Instructions for the task:
Reproduce word for word the passage of the race account starting with "Soon, I could" and going on through "out to lunch.".

Text under study:
= = = = = = =
Soon, I could see the medical center off in the distance, and knew that "what goes down must come up" finish was approaching. I was quickly coming up on a woman with an iPod and earphones, and besides thinking "Why does someone need an iPod for a one mile race?" I also realized that she had NO idea I was coming up behind her. She was cruising along but kind of out to lunch.

Now, as a new racer four years ago, I think a little bit of me thought it was bad or not proper to really race full-out, and figure out how to beat the competition. Now, I get that it's the whole point of racing. She rounded the corner into the medical center parking lot a little wide, and I got right up behind her before sliding in right around the corner. She finally saw me, got out of her autopilot, and then it was just an all-out, haul buns slugfest into the finish. She did wind up winning the battle, finishing about a stride ahead in what looked to be about 6:44 on my Garmin and the official time clock. I was hacking up a lung at this point, but I patted her on the back and managed to utter a "nice finish" between coughing spasms and trying to catch my breath. This wound up being about a 16 second PR and course record from the year before. Go figure....I felt awful going in, and during the entire race. It really does pay to just go into races planning to give it the best effort regardless of how one is feeling going into a race.
= = = = = = =
(Stored data entries)
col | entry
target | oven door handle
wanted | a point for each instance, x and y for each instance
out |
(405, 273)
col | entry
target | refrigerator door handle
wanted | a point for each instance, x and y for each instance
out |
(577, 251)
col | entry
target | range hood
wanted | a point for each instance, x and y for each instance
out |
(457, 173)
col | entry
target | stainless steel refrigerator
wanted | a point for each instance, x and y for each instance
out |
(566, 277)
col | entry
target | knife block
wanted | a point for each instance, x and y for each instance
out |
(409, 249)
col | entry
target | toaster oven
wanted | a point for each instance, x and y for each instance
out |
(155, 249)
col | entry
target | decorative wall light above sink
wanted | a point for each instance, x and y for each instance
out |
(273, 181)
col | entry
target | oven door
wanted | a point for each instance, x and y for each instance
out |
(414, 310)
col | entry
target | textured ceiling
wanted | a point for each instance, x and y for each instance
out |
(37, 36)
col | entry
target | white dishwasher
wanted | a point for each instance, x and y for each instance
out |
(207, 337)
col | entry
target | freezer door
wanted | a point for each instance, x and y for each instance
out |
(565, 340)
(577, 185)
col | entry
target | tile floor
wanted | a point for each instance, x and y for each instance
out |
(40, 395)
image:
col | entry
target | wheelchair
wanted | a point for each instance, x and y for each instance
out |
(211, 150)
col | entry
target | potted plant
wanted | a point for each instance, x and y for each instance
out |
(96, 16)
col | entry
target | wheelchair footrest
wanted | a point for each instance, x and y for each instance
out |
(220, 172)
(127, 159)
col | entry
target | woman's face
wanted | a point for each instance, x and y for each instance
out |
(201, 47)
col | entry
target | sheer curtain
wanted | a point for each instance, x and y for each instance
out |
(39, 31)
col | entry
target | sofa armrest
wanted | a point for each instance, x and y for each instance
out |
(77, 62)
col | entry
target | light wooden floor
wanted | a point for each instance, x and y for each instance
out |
= = = = = = =
Written solution:
Soon, I could see the medical center off in the distance, and knew that "what goes down must come up" finish was approaching. I was quickly coming up on a woman with an iPod and earphones, and besides thinking "Why does someone need an iPod for a one mile race?" I also realized that she had NO idea I was coming up behind her. She was cruising along but kind of out to lunch.